» TO BE DONE: Reproduce the whole listing, character for character.

Records from a data collection:
○ ○ ○
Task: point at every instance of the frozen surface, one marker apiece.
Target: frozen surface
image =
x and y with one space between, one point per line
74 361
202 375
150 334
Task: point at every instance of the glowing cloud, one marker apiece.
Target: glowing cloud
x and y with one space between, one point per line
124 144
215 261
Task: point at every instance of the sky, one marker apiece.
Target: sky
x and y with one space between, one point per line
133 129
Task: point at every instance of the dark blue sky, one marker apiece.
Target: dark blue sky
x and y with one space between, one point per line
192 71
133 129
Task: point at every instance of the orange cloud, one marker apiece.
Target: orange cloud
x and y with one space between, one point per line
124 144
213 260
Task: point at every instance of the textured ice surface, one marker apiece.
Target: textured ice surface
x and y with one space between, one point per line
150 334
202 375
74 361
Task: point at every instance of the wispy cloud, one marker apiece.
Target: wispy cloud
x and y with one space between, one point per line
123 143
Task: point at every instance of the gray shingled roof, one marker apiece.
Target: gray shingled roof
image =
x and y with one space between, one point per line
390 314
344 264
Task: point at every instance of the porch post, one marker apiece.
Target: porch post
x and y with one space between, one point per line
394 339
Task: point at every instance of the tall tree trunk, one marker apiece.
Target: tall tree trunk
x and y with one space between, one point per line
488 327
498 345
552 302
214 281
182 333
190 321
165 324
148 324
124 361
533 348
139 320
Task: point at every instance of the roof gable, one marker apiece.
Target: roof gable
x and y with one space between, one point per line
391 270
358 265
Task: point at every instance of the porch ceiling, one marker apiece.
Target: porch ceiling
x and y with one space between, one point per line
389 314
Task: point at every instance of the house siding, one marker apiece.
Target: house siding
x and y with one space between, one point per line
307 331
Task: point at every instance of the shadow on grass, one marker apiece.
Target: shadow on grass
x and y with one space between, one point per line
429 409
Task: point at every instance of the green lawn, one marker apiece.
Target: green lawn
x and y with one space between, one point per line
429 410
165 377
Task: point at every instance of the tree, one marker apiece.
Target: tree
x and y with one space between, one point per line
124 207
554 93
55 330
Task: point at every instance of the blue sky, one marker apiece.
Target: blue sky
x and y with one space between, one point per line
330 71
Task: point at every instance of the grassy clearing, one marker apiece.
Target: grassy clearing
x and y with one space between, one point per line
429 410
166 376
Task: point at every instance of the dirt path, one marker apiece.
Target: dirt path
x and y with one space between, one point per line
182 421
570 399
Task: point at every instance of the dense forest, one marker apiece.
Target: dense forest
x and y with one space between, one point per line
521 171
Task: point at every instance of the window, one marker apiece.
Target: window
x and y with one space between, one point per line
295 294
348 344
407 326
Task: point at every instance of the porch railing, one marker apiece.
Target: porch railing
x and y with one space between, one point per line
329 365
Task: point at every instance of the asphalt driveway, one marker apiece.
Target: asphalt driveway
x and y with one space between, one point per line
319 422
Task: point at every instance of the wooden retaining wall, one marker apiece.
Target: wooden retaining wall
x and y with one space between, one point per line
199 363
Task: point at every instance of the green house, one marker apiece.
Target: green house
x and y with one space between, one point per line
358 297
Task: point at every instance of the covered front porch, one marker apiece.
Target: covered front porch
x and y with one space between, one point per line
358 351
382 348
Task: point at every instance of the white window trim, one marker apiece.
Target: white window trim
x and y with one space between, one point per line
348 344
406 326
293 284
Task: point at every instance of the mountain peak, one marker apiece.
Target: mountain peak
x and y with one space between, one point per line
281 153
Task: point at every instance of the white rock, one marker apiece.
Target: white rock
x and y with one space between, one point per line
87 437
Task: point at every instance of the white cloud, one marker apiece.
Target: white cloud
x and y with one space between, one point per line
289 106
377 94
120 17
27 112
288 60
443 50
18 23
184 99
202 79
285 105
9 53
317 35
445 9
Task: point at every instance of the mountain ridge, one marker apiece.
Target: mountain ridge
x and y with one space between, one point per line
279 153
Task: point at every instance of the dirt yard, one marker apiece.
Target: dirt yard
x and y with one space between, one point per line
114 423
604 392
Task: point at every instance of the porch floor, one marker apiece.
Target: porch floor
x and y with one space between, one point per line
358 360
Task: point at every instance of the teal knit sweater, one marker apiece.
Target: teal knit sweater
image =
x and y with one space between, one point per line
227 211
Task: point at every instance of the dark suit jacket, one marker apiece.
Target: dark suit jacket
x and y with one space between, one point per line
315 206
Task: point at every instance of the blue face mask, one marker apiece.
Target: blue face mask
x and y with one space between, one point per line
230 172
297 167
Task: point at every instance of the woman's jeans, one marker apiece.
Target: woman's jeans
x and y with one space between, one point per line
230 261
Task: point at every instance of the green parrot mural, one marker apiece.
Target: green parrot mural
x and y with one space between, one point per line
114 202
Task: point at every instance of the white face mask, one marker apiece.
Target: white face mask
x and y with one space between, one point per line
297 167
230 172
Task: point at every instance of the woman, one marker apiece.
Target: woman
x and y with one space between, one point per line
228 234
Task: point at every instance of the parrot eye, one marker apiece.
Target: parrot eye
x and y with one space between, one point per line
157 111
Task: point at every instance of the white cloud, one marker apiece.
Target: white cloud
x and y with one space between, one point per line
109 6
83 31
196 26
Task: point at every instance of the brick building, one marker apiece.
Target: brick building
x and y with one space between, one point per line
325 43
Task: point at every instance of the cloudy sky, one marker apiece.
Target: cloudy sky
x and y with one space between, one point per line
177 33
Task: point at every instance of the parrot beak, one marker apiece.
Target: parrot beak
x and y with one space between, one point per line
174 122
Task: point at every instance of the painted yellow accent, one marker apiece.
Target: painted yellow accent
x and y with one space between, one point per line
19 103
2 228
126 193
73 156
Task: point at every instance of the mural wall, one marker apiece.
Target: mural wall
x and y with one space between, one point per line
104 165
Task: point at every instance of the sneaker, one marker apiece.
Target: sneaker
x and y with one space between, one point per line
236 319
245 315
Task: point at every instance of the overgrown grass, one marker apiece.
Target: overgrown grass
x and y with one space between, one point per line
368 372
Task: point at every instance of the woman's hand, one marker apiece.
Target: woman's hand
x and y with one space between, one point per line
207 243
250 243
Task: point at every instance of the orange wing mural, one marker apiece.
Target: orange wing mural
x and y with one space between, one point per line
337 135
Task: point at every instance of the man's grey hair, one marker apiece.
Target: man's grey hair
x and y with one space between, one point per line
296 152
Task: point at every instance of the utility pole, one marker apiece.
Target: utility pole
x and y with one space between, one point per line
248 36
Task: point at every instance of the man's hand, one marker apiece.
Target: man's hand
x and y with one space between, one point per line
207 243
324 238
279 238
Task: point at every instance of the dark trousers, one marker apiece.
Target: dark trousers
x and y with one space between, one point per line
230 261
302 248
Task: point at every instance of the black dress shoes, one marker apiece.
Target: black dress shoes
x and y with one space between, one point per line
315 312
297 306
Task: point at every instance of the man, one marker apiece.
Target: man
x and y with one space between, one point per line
○ ○ ○
» CORRECT RESPONSE:
Task: point at every instance of the frozen surface, one marker apiece.
Target: frozen surface
image =
x and y with one space between, one point per line
74 361
202 375
150 334
Task: point at every instance of the glowing cloud, one marker apiece.
Target: glowing cloud
x and y with one space between, one point per line
124 144
215 261
Task: point at every instance of the sky, one marker apiece.
Target: sky
x and y with one space between, one point per line
133 129
Task: point at every instance of the dark blue sky, one marker apiece.
Target: dark blue sky
x and y with one space between, one point per line
192 71
133 129
Task: point at every instance of the orange cloud, one marker apiece.
Target: orange cloud
x and y with one space between, one point per line
124 144
213 260
Task: point at every instance of the textured ice surface, one marker apiece.
Target: textured ice surface
x and y with one space between, one point per line
150 334
202 375
74 361
Task: point at every instance of the wispy cloud, one marker apiece.
Target: wispy cloud
x and y with one space between, one point per line
123 143
Task: point at every instance of the gray shingled roof, one marker apiece.
Target: gray shingled roof
image =
x and y with one space between, one point per line
390 314
344 264
Task: point at every instance of the porch post, one marker apiece.
Target: porch post
x and y with one space between, one point per line
394 339
Task: point at every instance of the tall tree trunk, one marker apiece.
Target: tall tree trunk
x and y with one space between, one point per line
488 327
498 345
552 302
214 281
182 333
190 321
165 324
148 324
124 361
533 348
139 320
Task: point at every instance of the roof gable, one marker apiece.
Target: roof gable
x and y with one space between, one point per line
391 270
358 265
Task: point at every instance of the porch ceiling, one marker apiece.
Target: porch ceiling
x and y with one space between, one point per line
389 314
Task: point at every instance of the house siding, one marker apiece.
Target: house siding
x and y with one space between, one point per line
307 331
Task: point at every instance of the shadow on grass, one marker apiece.
Target: shadow on grass
x and y with one space between, one point per line
429 409
Task: point at every instance of the green lawn, one marker apiece.
Target: green lawn
x and y with one space between, one point per line
429 410
165 377
Task: point at every instance of the tree, one marker apiece.
Target: tree
x and y with one space between, one point per line
124 207
554 93
55 330
Task: point at every instance of the blue sky, one marker apiece.
Target: blue sky
x and y with one space between, one point per line
330 71
Task: point at every instance of the grassy clearing, one marker apiece.
Target: grassy clearing
x and y with one space between, one point per line
429 410
166 376
Task: point at every instance of the dirt path, one marker apiece.
Target: dirt path
x and y with one space between, one point per line
182 421
570 399
Task: point at every instance of the dense forest, one marker apiece.
Target: dense forest
x and y with one space between, one point per line
521 171
Task: point at every instance of the window, one marker apiece.
Target: window
x and y with one space between, one point per line
295 294
348 344
407 326
Task: point at every instance of the porch railing, one marker apiece.
Target: porch railing
x and y with one space between, one point per line
329 365
Task: point at every instance of the asphalt driveway, one marker apiece.
Target: asphalt driveway
x and y with one space between, one point per line
319 422
Task: point at every instance of the wooden retaining wall, one marker apiece.
Target: wooden retaining wall
x and y with one space between, one point per line
199 363
Task: point at every instance of the green house, one marker apiece.
Target: green house
x and y with one space between, one point per line
358 297
Task: point at every instance of the covered front porch, one marker apiece.
Target: covered front porch
x and y with one space between, one point per line
358 351
382 348
Task: point at every instance of the white window trim, one marker apiece.
Target: white window trim
x and y with one space between, one point per line
348 344
406 326
293 284
Task: point at every instance of the mountain peak, one marker apiece.
Target: mountain peak
x and y with one space between, one point per line
281 153
Task: point at every instance of the white rock, one marker apiece.
Target: white rock
x and y with one space between, one point per line
87 437
Task: point at every instance of the white cloud, one marker apiece.
Target: white cloud
x and y with one space between, one point per line
289 106
377 94
120 17
27 112
288 60
443 50
18 23
184 99
202 79
285 105
9 53
317 35
445 9
Task: point at every instance of the mountain ridge, one marker apiece.
Target: mountain ridge
x and y with one space between, one point per line
279 153
Task: point at every instance of the dirt yard, one marker apiece.
Target: dirt yard
x and y with one space between, one point per line
114 423
604 392
Task: point at every instance of the porch floor, one marker apiece.
Target: porch floor
x and y with one space between, one point per line
358 360
Task: point at every instance of the teal knit sweater, one marker apiece.
Target: teal knit sweater
image =
x and y with one space between, one point per line
227 211
Task: point at every instance of the dark suit jacket, one marker apiece.
Target: dark suit jacket
x and y with one space between, one point per line
315 206
Task: point at every instance of the blue face mask, one marker apiece.
Target: blue face mask
x and y with one space between, one point per line
230 172
297 167
Task: point at every instance of the woman's jeans, one marker apiece.
Target: woman's jeans
x and y with one space between, one point per line
230 261
Task: point at every instance of the green parrot mural, one marker apiece.
Target: green parrot mural
x and y with one space between, one point per line
114 202
Task: point at every instance of the white face mask, one marker apiece.
Target: white face mask
x and y with one space between, one point per line
297 167
230 172
Task: point at every instance of the woman, one marker apiece.
Target: woman
x and y with one space between, one point per line
228 234
Task: point at every instance of the parrot eye, one marker apiece.
Target: parrot eye
x and y with one space between, one point per line
157 111
Task: point at every instance of the white cloud, one marker apiece.
Target: white cloud
x and y with one space between, one point per line
109 6
83 31
196 26
Task: point at every instance of the brick building, one marker apiece.
Target: brick building
x and y with one space between, one point per line
325 43
Task: point at every instance of the cloudy sky, one marker apiece.
Target: cloudy sky
x and y with one space between, one point per line
177 33
Task: point at every instance of the parrot beak, one marker apiece.
Target: parrot beak
x and y with one space between, one point per line
174 122
Task: point at every instance of the painted yellow accent, one marker apiece.
Target: painted yellow accent
x and y with one space between, one point per line
19 103
2 228
126 193
73 156
Task: point at every instance of the mural wall, one marker apiece.
Target: mural wall
x and y with one space between, one point per line
104 165
Task: point at every instance of the sneaker, one marker apiece.
Target: sneaker
x and y with one space between, one point per line
236 319
245 315
Task: point at every instance of the overgrown grass, one marker apiece.
Target: overgrown grass
x and y with one space between, one point per line
368 372
Task: point at every instance of the woman's hand, one marker apiece.
Target: woman's hand
x and y with one space between, one point per line
207 243
250 243
Task: point at every instance of the orange wing mural, one marker apiece.
Target: orange wing mural
x and y with one space between, one point per line
337 135
Task: point at every instance of the man's grey hair, one marker apiece.
Target: man's grey hair
x and y with one space between, one point per line
296 152
Task: point at every instance of the utility pole, one marker apiece.
Target: utility pole
x and y with one space between, one point per line
248 36
Task: point at every instance of the man's hand, one marker apiece.
Target: man's hand
x and y with one space between, one point per line
207 243
324 238
279 238
Task: point at every instance of the dark trousers, one marker apiece.
Target: dark trousers
x and y with one space between, one point per line
230 261
302 248
Task: point at every instance of the black dress shoes, one marker apiece.
Target: black dress shoes
x and y with one space between, one point per line
315 312
297 306
Task: point at every instance of the man, one marker apiece.
Target: man
x and y with one space between, one point per line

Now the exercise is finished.